■ CONSIGNES ET EXIGENCES
Recopiez sans aucune modification la partie du matériel qui s'étend de son début jusqu'à la ligne contenant « 7 41 L 0 41 », cette ligne comprise.

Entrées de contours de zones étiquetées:

# # # #

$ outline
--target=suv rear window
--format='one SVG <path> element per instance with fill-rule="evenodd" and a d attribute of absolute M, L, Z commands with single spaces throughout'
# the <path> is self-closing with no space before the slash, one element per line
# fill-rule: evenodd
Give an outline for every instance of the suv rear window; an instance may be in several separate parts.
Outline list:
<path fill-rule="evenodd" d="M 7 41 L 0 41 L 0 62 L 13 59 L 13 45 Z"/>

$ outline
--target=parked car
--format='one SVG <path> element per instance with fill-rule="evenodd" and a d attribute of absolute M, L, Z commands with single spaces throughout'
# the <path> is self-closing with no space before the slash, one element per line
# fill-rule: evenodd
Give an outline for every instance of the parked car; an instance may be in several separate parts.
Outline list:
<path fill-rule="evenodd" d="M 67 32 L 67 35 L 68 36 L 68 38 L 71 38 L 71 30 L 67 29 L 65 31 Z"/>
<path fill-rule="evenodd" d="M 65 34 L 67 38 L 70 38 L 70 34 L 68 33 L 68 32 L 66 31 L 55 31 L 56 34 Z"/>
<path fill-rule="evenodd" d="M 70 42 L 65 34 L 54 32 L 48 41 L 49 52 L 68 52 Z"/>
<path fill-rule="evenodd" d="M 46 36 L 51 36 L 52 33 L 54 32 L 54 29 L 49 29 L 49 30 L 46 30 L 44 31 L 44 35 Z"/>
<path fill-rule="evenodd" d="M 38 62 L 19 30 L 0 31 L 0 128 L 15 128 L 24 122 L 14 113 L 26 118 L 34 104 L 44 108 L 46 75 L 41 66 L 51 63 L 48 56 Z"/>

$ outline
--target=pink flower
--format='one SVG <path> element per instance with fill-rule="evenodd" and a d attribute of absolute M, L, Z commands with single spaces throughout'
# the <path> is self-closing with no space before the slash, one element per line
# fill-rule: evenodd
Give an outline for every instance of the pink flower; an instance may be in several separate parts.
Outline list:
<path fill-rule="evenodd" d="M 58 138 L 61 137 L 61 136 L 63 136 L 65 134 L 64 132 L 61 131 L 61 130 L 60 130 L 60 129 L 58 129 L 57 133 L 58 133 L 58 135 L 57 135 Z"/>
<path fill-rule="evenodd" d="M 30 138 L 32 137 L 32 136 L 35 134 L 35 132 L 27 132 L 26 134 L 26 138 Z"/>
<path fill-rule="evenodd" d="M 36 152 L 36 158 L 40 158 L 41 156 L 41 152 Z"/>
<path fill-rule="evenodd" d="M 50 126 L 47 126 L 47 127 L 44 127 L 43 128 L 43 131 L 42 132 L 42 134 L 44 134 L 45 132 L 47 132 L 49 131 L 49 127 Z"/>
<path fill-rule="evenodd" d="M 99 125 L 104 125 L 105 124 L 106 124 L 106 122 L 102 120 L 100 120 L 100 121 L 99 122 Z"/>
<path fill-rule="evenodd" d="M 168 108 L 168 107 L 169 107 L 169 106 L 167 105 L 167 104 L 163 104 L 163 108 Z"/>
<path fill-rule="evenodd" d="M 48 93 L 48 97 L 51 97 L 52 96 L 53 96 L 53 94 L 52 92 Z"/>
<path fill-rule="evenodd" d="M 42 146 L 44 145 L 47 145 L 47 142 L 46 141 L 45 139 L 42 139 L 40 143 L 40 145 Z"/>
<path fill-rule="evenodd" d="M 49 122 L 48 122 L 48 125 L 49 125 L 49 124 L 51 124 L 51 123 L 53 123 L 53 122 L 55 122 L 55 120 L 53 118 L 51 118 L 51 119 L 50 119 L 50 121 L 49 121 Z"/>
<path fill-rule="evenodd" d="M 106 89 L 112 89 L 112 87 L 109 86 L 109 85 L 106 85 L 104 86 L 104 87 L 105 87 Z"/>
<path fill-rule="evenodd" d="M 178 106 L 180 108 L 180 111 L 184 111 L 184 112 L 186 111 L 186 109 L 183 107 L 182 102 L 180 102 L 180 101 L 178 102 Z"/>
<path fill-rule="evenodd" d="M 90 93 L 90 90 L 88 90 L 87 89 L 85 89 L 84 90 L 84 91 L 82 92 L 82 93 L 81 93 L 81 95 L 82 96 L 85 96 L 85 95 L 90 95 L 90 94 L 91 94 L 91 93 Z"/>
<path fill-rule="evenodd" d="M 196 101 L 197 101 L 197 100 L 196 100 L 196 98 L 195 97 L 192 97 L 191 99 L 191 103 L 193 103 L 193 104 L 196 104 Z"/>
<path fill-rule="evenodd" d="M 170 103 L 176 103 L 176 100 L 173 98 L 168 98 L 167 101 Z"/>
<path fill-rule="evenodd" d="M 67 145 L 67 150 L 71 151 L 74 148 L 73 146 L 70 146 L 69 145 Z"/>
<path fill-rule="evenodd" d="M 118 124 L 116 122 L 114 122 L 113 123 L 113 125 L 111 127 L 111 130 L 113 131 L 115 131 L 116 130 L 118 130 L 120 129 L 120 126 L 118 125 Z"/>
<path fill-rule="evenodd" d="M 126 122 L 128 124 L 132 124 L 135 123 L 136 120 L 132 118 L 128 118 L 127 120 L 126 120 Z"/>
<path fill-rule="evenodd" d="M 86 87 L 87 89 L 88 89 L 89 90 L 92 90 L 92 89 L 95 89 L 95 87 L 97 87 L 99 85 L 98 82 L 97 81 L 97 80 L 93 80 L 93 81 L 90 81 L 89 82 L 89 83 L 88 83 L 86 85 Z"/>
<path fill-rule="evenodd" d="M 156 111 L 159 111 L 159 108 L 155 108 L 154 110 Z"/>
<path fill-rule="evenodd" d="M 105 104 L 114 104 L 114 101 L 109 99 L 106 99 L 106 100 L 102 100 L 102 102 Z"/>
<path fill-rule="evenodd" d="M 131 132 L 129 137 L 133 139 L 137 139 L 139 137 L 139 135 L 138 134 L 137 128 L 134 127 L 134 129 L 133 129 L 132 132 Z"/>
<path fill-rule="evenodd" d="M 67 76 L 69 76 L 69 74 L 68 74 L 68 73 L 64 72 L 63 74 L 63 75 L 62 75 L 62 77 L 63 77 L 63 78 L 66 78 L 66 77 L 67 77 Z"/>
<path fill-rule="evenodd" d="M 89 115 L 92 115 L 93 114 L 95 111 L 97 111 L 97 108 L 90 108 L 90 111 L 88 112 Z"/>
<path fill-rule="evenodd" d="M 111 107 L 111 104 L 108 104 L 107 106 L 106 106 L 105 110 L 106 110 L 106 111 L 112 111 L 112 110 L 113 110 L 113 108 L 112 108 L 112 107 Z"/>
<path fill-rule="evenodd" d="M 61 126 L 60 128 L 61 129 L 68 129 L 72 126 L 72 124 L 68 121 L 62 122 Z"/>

# # # #

■ CORRIGÉ
$ outline
--target=suv rear window
--format='one SVG <path> element per instance with fill-rule="evenodd" and a d attribute of absolute M, L, Z commands with single spaces throughout'
# the <path> is self-closing with no space before the slash, one element per line
# fill-rule: evenodd
Give an outline for every instance of the suv rear window; an instance may be in several separate parts.
Outline list:
<path fill-rule="evenodd" d="M 7 41 L 0 41 L 0 62 L 13 59 L 13 45 Z"/>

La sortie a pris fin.